The Gospel Is a Love Story
Dannah Gresh: Both men and women sometimes find it very hard to live out God's design for them. Nancy DeMoss Wolgemuth says this leads us to grace.
Nancy DeMoss Wolgemuth: What it does is cast us on Christ and make us humble. "Lord, I can't fulfill this calling on my own. I need You. I need Your grace.” And this whole message of gender keeps taking us back to the grace of God.
Dannah: This is Revive Our Hearts with Nancy DeMoss Wolgemuth, coauthor of True Woman 101, for Tuesday, September 14, 2021. I'm Dannah Gresh.
Gender matters. When we embrace our design as women, it helps present a picture of God to the world. That is the theme of the first chapter in the study called True Woman 101: Divine Design. This eight-week study by Nancy DeMoss Wolgemuth and Mary Kassian equips you to share the message …
Dannah Gresh: Both men and women sometimes find it very hard to live out God's design for them. Nancy DeMoss Wolgemuth says this leads us to grace.
Nancy DeMoss Wolgemuth: What it does is cast us on Christ and make us humble. "Lord, I can't fulfill this calling on my own. I need You. I need Your grace.” And this whole message of gender keeps taking us back to the grace of God.
Dannah: This is Revive Our Hearts with Nancy DeMoss Wolgemuth, coauthor of True Woman 101, for Tuesday, September 14, 2021. I'm Dannah Gresh.
Gender matters. When we embrace our design as women, it helps present a picture of God to the world. That is the theme of the first chapter in the study called True Woman 101: Divine Design. This eight-week study by Nancy DeMoss Wolgemuth and Mary Kassian equips you to share the message of God’s design for womanhood with the next generation. You’ll consider what it means to be a woman—not by the world’s standards, but according to God’s beautiful design.

▶ Information provided
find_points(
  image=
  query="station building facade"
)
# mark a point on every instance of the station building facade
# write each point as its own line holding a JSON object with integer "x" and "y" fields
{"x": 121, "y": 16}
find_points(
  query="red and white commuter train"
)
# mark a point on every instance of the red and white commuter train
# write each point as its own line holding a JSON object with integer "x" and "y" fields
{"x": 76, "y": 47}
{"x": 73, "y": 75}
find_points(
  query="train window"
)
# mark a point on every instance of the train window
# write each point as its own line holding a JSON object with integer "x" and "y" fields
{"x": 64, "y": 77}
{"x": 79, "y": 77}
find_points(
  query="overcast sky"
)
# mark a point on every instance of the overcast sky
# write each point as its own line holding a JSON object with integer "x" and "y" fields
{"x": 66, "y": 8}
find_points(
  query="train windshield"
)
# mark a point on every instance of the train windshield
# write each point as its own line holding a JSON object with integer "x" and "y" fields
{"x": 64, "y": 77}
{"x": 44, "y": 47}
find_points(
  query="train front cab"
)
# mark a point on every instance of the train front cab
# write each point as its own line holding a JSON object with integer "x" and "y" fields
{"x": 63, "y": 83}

...

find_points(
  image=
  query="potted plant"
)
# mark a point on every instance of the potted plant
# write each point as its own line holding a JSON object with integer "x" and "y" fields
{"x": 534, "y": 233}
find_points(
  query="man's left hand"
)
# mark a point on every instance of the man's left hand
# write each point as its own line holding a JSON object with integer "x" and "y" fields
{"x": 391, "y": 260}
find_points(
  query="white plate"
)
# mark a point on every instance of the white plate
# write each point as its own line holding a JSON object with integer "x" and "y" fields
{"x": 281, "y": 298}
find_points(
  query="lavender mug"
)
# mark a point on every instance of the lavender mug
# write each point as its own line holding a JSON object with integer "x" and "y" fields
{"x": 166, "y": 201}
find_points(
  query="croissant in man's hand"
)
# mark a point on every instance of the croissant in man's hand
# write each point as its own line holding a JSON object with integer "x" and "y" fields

---

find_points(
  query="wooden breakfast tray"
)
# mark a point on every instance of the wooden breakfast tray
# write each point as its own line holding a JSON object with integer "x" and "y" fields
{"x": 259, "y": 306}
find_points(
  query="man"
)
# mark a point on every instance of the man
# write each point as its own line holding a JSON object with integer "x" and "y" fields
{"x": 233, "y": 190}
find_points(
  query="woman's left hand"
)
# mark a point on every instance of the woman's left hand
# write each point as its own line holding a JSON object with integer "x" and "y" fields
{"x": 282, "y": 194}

▶ What you will do
From the Revive Our Hearts transcript, answer each item:
(a) What date is given for the broadcast?
(b) How many weeks does the study True Woman 101: Divine Design run?
(c) Who wrote that study together with Nancy DeMoss Wolgemuth?

▶ Final result
(a) Tuesday, September 14, 2021
(b) Eight weeks
(c) Mary Kassian